Text section:
----
Eating during Labor
For decades, women have been advised to avoid eating and drinking during labor, with only ice chips allowed for the better part of labor and delivery. This policy has relaxed recently in a lot of health care facilities (HCF), but still exists in many others, especially in the United States (U.S.).
Concern over food in the gastrointestinal (GI) tract during labor is one of the main drivers of this fasting rule, leading to a “clear liquids only” policy. "Clear liquids" is somewhat of a misnomer, but it usually allows for water, fruit juices without pulp, carbonated beverages, clear tea, black coffee, and/or sports drinks.
Fasting during labor became standard policy in the U.S. after a study in the 1940s suggested that pulmonary aspiration (food solids trapped in the airways) during general anesthesia was an avoidable risk if fasting was done prior to a procedure. However, this rule is outdated; not only has general anesthesia become safer in the last 80 years, but it is also rarely used during labor and delivery.
Further, concerns that were highlighted had more to do with difficulty in intubation itself, not just aspiration related to consumed food. It is well known pregnant woman are harder to intubate than non-pregnant woman. Pregnant women have an estimated failed intubation rate that is eight times higher than the general population. This difficulty is thought to be due increased breast size, fluid buildup, and/or soft tissue changes, not food intake.
Regardless of the above, aspiration is still a concern in most HCFs. Woman who aspirate can develop respiratory distress immediately or several hours after aspiration. Aspiration of a large amount of solid food can block the airway, while smaller amounts can lead to respiratory infection.
However, the incidence of maternal death due to aspiration has dramatically decreased, and is, overall, very low.
In a study of maternal deaths in the U.S. from 2011 to 2013, only 3 of 2,009 deaths were due to anesthesia complications, or 0.2%. (It is unclear, however, if those 3 deaths were due to aspiration or another anesthesia-related cause.)
----
Entries supplied:
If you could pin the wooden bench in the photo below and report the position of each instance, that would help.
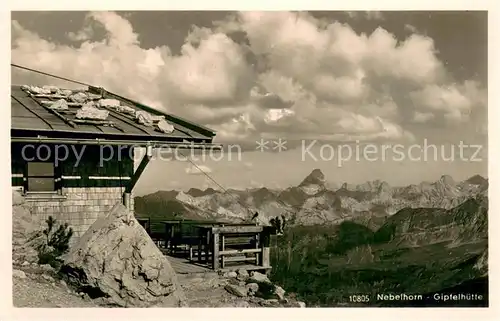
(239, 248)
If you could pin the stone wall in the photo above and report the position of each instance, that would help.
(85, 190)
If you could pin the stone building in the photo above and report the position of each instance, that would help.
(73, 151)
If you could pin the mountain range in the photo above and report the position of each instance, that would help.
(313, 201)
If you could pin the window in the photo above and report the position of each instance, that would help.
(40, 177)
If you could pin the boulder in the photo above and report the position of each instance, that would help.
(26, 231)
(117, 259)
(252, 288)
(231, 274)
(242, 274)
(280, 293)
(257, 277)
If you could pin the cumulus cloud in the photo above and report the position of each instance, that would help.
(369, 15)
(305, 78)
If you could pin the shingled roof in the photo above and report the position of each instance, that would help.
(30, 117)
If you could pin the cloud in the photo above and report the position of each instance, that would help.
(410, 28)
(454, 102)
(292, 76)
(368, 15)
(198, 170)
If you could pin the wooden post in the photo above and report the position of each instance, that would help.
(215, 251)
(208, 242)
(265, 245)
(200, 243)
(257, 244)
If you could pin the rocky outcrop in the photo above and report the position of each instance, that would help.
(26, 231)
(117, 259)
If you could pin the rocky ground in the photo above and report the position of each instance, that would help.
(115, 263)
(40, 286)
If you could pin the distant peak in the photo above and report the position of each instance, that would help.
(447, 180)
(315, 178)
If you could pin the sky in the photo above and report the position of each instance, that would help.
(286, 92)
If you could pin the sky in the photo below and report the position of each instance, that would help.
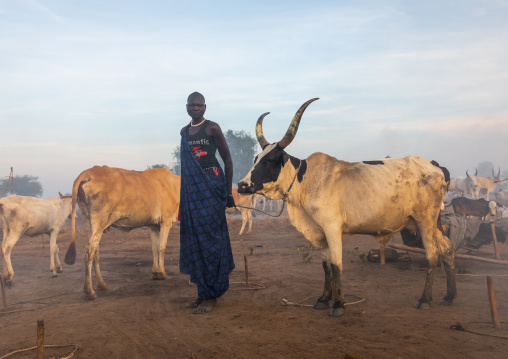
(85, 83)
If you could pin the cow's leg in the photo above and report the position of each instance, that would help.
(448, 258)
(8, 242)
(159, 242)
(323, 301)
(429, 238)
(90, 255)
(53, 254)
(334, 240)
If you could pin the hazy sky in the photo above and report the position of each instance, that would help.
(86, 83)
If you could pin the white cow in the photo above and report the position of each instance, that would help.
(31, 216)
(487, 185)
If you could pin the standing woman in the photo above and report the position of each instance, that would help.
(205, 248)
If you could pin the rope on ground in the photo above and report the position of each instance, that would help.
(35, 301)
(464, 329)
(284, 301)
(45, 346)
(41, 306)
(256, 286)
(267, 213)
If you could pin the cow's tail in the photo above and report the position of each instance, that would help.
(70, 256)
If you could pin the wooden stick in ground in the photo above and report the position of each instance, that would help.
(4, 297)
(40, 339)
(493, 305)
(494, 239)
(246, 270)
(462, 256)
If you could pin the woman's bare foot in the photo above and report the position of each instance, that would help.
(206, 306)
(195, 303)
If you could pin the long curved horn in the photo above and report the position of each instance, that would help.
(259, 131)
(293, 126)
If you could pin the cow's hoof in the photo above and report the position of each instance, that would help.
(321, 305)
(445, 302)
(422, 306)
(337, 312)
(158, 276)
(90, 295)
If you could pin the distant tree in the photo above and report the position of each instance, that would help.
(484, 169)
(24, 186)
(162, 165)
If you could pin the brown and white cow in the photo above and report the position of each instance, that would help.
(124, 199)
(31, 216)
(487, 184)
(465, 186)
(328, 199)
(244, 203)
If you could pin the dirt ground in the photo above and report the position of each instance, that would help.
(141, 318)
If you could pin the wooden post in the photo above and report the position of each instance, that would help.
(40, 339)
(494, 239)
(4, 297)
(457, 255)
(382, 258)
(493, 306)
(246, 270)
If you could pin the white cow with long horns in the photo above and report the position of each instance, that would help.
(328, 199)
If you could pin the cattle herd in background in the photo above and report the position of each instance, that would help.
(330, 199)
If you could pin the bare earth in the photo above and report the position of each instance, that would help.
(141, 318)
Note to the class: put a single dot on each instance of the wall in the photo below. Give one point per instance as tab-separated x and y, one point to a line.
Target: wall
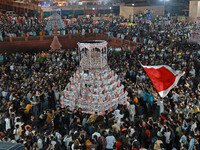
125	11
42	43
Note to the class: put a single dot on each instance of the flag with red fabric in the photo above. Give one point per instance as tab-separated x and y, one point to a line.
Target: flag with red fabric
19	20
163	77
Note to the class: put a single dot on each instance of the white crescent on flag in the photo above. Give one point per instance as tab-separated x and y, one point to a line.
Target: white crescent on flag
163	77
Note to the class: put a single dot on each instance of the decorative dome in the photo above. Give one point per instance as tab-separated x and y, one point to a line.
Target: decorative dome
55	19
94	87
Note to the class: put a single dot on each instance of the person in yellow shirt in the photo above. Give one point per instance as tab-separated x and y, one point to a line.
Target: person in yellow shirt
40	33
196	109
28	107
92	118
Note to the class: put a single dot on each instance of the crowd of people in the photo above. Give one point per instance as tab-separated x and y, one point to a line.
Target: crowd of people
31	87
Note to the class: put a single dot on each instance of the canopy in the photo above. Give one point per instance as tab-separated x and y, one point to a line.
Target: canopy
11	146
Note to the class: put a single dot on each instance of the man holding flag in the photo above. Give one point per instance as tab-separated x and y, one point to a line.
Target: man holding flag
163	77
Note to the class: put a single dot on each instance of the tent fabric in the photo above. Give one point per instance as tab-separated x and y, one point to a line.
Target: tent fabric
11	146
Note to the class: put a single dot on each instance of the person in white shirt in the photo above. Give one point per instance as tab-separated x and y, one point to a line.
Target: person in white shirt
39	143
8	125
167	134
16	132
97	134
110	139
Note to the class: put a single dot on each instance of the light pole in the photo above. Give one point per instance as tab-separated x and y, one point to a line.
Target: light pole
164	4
----
Instructions to follow: Resume the piece on eating during labor, starting after its last sentence.

Task output:
Another estimate indicated that as of 2011, approximately five deaths per one million live births are attributed to anesthesia (0.0005%), however, it is also unclear how many of these deaths were due to aspiration.
Regarding aspiration specifically, there was only one case of maternal death between 2005 and 2013 in the U.S., which involved a woman with several underlying conditions. Additionally, between the years of 2000 and 2005, no aspiration related deaths were reported in the United Kingdom.
Some research even indicates that aspiration among healthy patients may actually be nonexistent.
Risks and Benefits of Fasting
Overall, there appears to be a lack of evidence regarding the relationship between fasting times for clear liquids and the risk of vomiting, reflux, or pulmonary aspiration during labor; however, the risk of aspiration is considered very, very low.
Fasting has not been shown to be a worthwhile technique to prevent aspiration since the publication of the original study in the 1940s.
There is also no high-quality evidence to determine how much time is necessary after eating before the risk of vomiting or reflux during intubation is mitigated (this risk of reflux is why women who are scheduled for a cesarean section take an acid reducing medication prior to the surgery).
However, aspiration rate has not increased even in women who require emergency cesarean sections and did not fast beforehand. Finally, the increasing rate at which women are eating during labor has also not increased the rate of general complications, to include nausea or vomiting.
Additional research indicates that eating a light meal during labor and delivery is actually beneficial, and therefore the ability to eat something outweighs any potential perceived risk of aspiration, especially in women with very long labors. Labor and delivery are physical forms of exercise that require a vast amount of extra calories, and some research compares the caloric needs of women in labor to marathon runners.
Therefore, restricting food could actually do more harm than good by causing the mother stress or exhaustion which could lead to otherwise avoidable interventions.
The World Health Organization recommends that healthcare providers should not prevent women from eating during labor and delivery if the woman feels she needs to eat, especially in a healthy, uncomplicated pregnancy.
The American College of Obstetricians and Gynecologists and the American Society of Anesthesiologists endorse clear liquids during labor, but as of August 2020, still suggest that solid food should be avoided in laboring women.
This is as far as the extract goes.